EXERCISE AIM: Could you rewrite the data below with every "ground-truth boxes" switched to "bounding boxes" and everything else unchanged, leaving out the pictures?

# DATASET CONTENT start

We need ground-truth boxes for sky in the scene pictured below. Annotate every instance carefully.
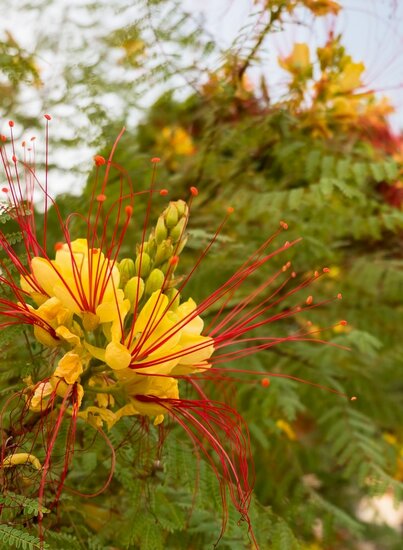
[183,0,403,131]
[0,0,403,193]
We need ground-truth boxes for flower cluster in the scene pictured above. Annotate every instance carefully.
[0,115,344,540]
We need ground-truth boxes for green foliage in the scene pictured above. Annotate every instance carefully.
[0,0,403,550]
[0,525,49,550]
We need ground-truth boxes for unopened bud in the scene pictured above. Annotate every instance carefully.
[165,288,181,310]
[125,277,145,307]
[118,258,135,288]
[135,252,151,277]
[143,242,157,258]
[145,269,165,295]
[175,237,188,256]
[155,216,168,244]
[175,200,189,218]
[165,202,178,229]
[170,218,187,243]
[154,239,174,266]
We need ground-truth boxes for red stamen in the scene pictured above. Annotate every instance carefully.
[94,155,106,166]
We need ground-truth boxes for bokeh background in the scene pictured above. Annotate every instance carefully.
[0,0,403,550]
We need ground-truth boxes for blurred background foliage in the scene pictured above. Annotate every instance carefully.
[0,0,403,550]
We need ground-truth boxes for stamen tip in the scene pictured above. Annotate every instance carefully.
[94,155,106,166]
[260,378,271,388]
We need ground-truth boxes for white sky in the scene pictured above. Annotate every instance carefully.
[0,0,403,193]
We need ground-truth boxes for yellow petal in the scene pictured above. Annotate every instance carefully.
[178,334,214,366]
[56,326,80,347]
[54,351,83,384]
[84,342,105,363]
[105,342,132,370]
[31,258,60,296]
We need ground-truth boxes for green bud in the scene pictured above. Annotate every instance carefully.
[175,200,189,218]
[143,237,157,258]
[165,288,181,310]
[135,252,151,277]
[164,202,178,229]
[154,239,174,265]
[155,216,168,244]
[145,269,165,295]
[170,218,187,243]
[118,258,135,288]
[125,277,145,307]
[175,236,188,256]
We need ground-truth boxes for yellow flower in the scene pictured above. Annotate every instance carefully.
[54,351,84,384]
[21,239,120,322]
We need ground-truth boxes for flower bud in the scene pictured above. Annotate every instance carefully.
[135,252,151,277]
[164,288,181,311]
[170,218,187,243]
[143,237,157,258]
[118,258,135,288]
[175,200,189,218]
[154,239,174,266]
[155,216,168,244]
[125,277,145,307]
[175,237,188,255]
[145,269,165,295]
[164,202,178,229]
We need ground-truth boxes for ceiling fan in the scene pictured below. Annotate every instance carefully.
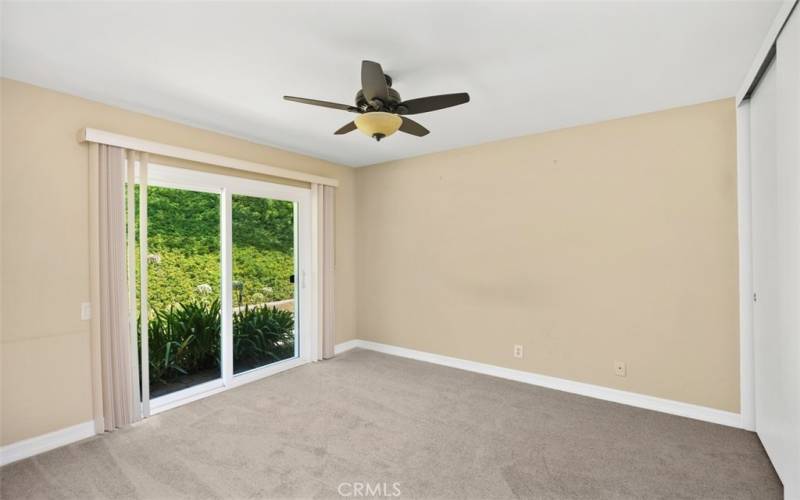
[283,61,469,141]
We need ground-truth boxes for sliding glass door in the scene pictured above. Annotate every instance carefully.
[231,194,298,373]
[147,186,222,398]
[130,164,311,416]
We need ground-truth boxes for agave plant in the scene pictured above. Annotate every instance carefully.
[143,299,294,385]
[233,306,294,367]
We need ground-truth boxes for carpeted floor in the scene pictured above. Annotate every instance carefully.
[0,350,782,500]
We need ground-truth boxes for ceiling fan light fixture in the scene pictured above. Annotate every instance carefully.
[353,111,403,141]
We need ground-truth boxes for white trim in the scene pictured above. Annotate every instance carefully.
[151,357,308,416]
[333,339,361,354]
[0,420,95,466]
[78,128,339,186]
[736,101,756,431]
[736,0,798,105]
[336,340,741,427]
[138,153,150,418]
[311,184,325,361]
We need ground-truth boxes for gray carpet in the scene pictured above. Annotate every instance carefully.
[0,350,782,499]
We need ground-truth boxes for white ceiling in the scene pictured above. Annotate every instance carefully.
[2,1,779,166]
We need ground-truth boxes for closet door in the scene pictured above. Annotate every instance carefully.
[750,7,800,492]
[750,61,780,464]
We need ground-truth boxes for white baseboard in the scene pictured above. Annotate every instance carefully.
[0,420,95,466]
[335,340,742,428]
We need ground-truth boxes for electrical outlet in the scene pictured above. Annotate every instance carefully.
[81,302,92,321]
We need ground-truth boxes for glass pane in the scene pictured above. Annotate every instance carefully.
[231,195,297,373]
[144,186,221,399]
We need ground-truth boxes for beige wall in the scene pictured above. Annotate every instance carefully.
[0,79,355,444]
[0,80,739,444]
[356,99,739,412]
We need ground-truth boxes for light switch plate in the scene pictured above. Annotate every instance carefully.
[81,302,92,321]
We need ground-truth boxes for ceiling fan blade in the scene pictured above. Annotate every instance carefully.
[333,122,356,135]
[398,92,469,115]
[361,61,389,102]
[283,95,361,113]
[400,116,431,137]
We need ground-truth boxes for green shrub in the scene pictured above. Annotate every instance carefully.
[233,306,294,372]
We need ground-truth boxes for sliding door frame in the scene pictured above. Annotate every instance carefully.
[136,163,315,416]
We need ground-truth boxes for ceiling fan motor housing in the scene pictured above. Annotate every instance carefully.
[356,87,403,113]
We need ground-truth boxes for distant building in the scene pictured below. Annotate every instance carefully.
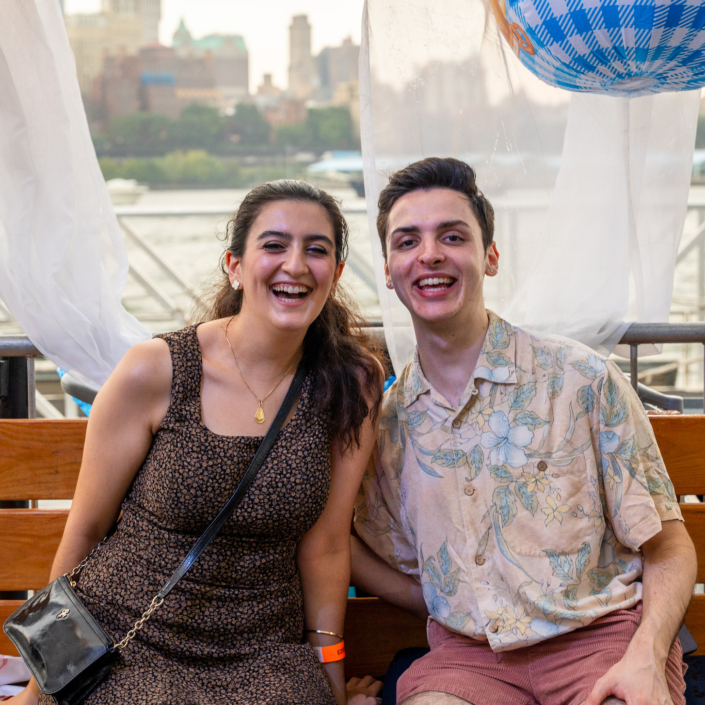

# DATASET CONTENT end

SOLUTION TO THE EXERCISE:
We need bounding boxes for sky in the scene pictured below. Annotate every instance carefully.
[183,0,403,131]
[0,0,403,193]
We need bounding boxes for flower cluster in the scene pictured above. Annotate every instance carefully.
[0,115,344,540]
We need bounding boxes for green foliage in the scene pictured above. Annotate every instance carefully.
[0,0,403,550]
[0,525,49,550]
We need bounding boxes for unopened bud in the scene pictured above. Annotate every instance carefully.
[165,288,181,310]
[125,277,145,307]
[118,258,135,288]
[135,252,151,277]
[143,242,157,258]
[145,269,165,295]
[175,237,188,256]
[155,216,168,244]
[175,200,189,218]
[165,202,178,229]
[170,218,187,243]
[154,239,174,266]
We need bounding boxes for red stamen in the scene pictured above. Annotate every instance carefully.
[94,155,106,166]
We need bounding boxes for bokeh background in the scene pictured above. Annotate every instance carefully.
[0,0,403,550]
We need bounding boxes for blurred background foliage in the scene pictured above. Annotate every instance carefully.
[0,0,403,550]
We need bounding boxes for stamen tip in the scene pictured above. Annotate every instance carefully.
[94,155,106,166]
[260,378,271,388]
We need bounding boxes for white sky in the scene pictured above. Annotate every instance carefully.
[0,0,403,193]
We need bounding boxes for yellow petal in the scene pictured above. Annotate every instance carefully.
[178,334,214,366]
[56,326,80,347]
[54,351,83,384]
[84,342,105,363]
[105,342,132,370]
[31,258,60,296]
We need bounding boxes for green bud in the scene pictured above. Annotate every instance carefully.
[175,200,189,218]
[143,237,157,258]
[165,288,181,310]
[135,252,151,277]
[164,202,178,229]
[154,239,174,265]
[155,216,168,244]
[145,269,165,295]
[170,218,187,243]
[118,258,135,288]
[125,277,145,307]
[175,236,188,256]
We need bounding boxes for yellow flower in the scene pictured above. Annotate every instance carefully.
[54,351,84,384]
[21,239,120,322]
We need bounding boxes for flower bud in the scene pictured above. Annotate every instance carefully.
[135,252,151,277]
[164,288,181,311]
[170,218,187,243]
[143,237,157,258]
[118,258,135,288]
[175,200,189,218]
[154,239,174,266]
[155,216,168,244]
[125,277,145,307]
[175,237,188,255]
[145,269,165,295]
[164,202,178,229]
We need bounding boxes for ceiling fan in the scene pictured below. Annotate every instance carefully.
[283,61,469,141]
We need bounding boxes for sliding glass door in the scene pictured above. Annotate every instance carefully.
[231,194,298,373]
[147,186,222,398]
[130,164,311,416]
We need bounding boxes for agave plant in the scene pictured above. Annotate every instance carefully.
[143,299,294,385]
[233,306,294,367]
We need bounding boxes for carpeted floor in the scene pictured above. Annotate every instance carefully.
[0,350,782,500]
We need bounding boxes for ceiling fan light fixture in the scene pictured above. Annotate every instance carefully.
[353,111,403,141]
We need bounding boxes for white trim in the scene pictured above. Annotate every instance carefully.
[151,357,308,416]
[333,339,361,354]
[0,420,95,466]
[78,128,339,186]
[736,101,756,431]
[736,0,798,105]
[336,340,741,427]
[138,153,150,418]
[311,184,325,361]
We need bounding boxes for gray carpet in the scene pictured above. Annotate every instance carefully.
[0,350,782,499]
We need bounding boxes for white ceiling in the scene pictured above. Annotate every instance carefully.
[2,1,779,166]
We need bounding boxes for closet door in the scene pictured above. Annotate every instance carefully.
[750,7,800,492]
[750,61,780,464]
We need bounding boxes for white baseboard in the scene pictured above. Annotate every instance carefully.
[0,420,95,466]
[335,340,742,428]
We need bounding boxes for electrical outlet in the scene pictured above. Annotate every instance carefully.
[81,302,92,321]
We need bounding boxes for glass pane in the scene pictured above. Annotate every instance carefully.
[231,195,297,373]
[144,186,221,399]
We need bounding boxes for beige wall in the scene pictured above. Annotate every instance carefully.
[0,79,355,444]
[0,80,739,444]
[356,99,739,412]
We need bounding boxes for light switch plate in the scene pictured above. Annotate every instance carefully.
[81,302,92,321]
We need bounding boxes for ceiling fan blade in the scene pictured above. Annotate every instance carefully.
[333,122,356,135]
[398,92,469,115]
[361,61,389,102]
[283,95,361,113]
[400,116,431,137]
We need bounding boxes for green shrub in the scene pictured above. Annotate every instance carefully.
[233,306,294,372]
We need bounding boxes for sliding door frame in the scene pictured above. Annotate every instance carefully.
[136,163,315,416]
We need bounding boxes for ceiling fan motor housing in the scene pictured above. Annotate every instance carefully.
[356,87,403,113]
We need bounding boxes for distant building in the scene pictured below. Annotate every instance carefully.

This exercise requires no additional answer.